◆ EXERCISE PROMPT
Write the entries below out again exactly, but skip the pictures.

----------------

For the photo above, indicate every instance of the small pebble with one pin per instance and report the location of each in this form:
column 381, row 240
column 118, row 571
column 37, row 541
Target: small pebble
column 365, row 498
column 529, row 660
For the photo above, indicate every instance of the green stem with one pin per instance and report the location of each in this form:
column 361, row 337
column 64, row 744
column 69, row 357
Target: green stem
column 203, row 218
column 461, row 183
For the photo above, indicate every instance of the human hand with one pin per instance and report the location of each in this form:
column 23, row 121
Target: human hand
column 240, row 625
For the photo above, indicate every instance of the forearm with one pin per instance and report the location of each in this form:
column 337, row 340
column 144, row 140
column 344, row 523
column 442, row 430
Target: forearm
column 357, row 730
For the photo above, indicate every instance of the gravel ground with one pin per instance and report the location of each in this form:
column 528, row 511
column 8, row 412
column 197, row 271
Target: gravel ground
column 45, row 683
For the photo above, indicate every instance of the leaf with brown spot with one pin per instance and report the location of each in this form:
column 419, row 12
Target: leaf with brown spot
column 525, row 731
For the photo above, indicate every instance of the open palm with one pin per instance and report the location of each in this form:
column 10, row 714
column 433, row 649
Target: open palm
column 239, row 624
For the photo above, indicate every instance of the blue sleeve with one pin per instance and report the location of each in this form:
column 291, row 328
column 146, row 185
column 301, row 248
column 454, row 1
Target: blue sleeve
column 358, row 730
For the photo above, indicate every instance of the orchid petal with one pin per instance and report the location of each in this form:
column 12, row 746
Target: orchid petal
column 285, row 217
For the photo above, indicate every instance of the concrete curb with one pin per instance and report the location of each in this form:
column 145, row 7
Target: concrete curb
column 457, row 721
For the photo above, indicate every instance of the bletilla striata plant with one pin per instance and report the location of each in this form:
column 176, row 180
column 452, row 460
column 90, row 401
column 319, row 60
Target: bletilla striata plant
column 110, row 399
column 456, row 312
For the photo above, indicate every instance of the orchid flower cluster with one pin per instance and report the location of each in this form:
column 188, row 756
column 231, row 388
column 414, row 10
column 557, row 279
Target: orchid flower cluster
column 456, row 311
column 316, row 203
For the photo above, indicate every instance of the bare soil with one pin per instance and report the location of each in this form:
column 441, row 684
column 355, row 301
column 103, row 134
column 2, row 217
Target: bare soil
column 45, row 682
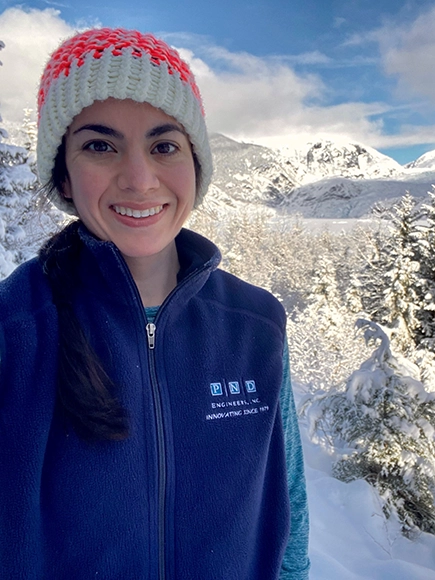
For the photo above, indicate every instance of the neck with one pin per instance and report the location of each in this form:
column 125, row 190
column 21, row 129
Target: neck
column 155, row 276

----------------

◆ TASK ANSWER
For the photo above, indicate every instance of the small pebble with one pin per instance and report the location of each in this form:
column 381, row 240
column 118, row 571
column 37, row 541
Target: small pebble
column 365, row 498
column 529, row 660
For the photo above, indicate every instance of the green stem with one pin per instance and report the location of each in this form:
column 361, row 337
column 64, row 744
column 69, row 357
Target: green stem
column 203, row 218
column 461, row 183
For the photo above, indicate every instance of the human hand with one pin per instance and report the location of each in this form:
column 23, row 121
Target: human hand
column 240, row 625
For the photo above, indicate every instance of the forearm with one pin per instance and report the location of each in this form:
column 337, row 340
column 144, row 140
column 344, row 523
column 442, row 430
Target: forearm
column 357, row 730
For the photo above, indicate every instance of the gravel ground with one pin per instance and report the location of each in this form:
column 528, row 511
column 8, row 412
column 197, row 271
Target: gravel ground
column 45, row 683
For the photo above, indicate every instance of the leaf with brown spot with one pin per instance and report the location of each in this form:
column 419, row 12
Target: leaf with brown spot
column 525, row 731
For the photo above, indicate every instance of the open palm with one pin per instance and report the location of each in this form:
column 10, row 714
column 433, row 649
Target: open palm
column 239, row 624
For the photo above, indicate every instance of the blue sleeve with one pin per instance and report the location of each in this form:
column 291, row 328
column 146, row 185
column 301, row 248
column 454, row 1
Target: blue sleeve
column 358, row 730
For the photo above, indicate every instance of the orchid petal with one pin per instance and report the location of each in this form:
column 12, row 746
Target: orchid petal
column 285, row 217
For the photo above, indicate every instance of the concrete curb with one pin per instance and report the location of each in this form:
column 145, row 7
Target: concrete curb
column 457, row 721
For the photo above, indicate every instance of the bletilla striata plant with one pin per instance and report the location of each in this form:
column 176, row 180
column 452, row 460
column 90, row 401
column 319, row 60
Target: bletilla striata plant
column 110, row 399
column 456, row 312
For the photo above, indicate every instance of the orchid flower cluster with one pin per instance and report the location of each in this form:
column 188, row 756
column 231, row 388
column 414, row 10
column 557, row 279
Target: orchid flower cluster
column 456, row 311
column 316, row 203
For the photo above, indicate every instance of the bare soil with one pin per instance and report the location of each in this form:
column 441, row 684
column 355, row 301
column 103, row 134
column 2, row 217
Target: bare soil
column 45, row 682
For the photo above, indicate every instance of the neck with one pin per instance and report the location of each in this form:
column 125, row 190
column 21, row 129
Target: neck
column 155, row 276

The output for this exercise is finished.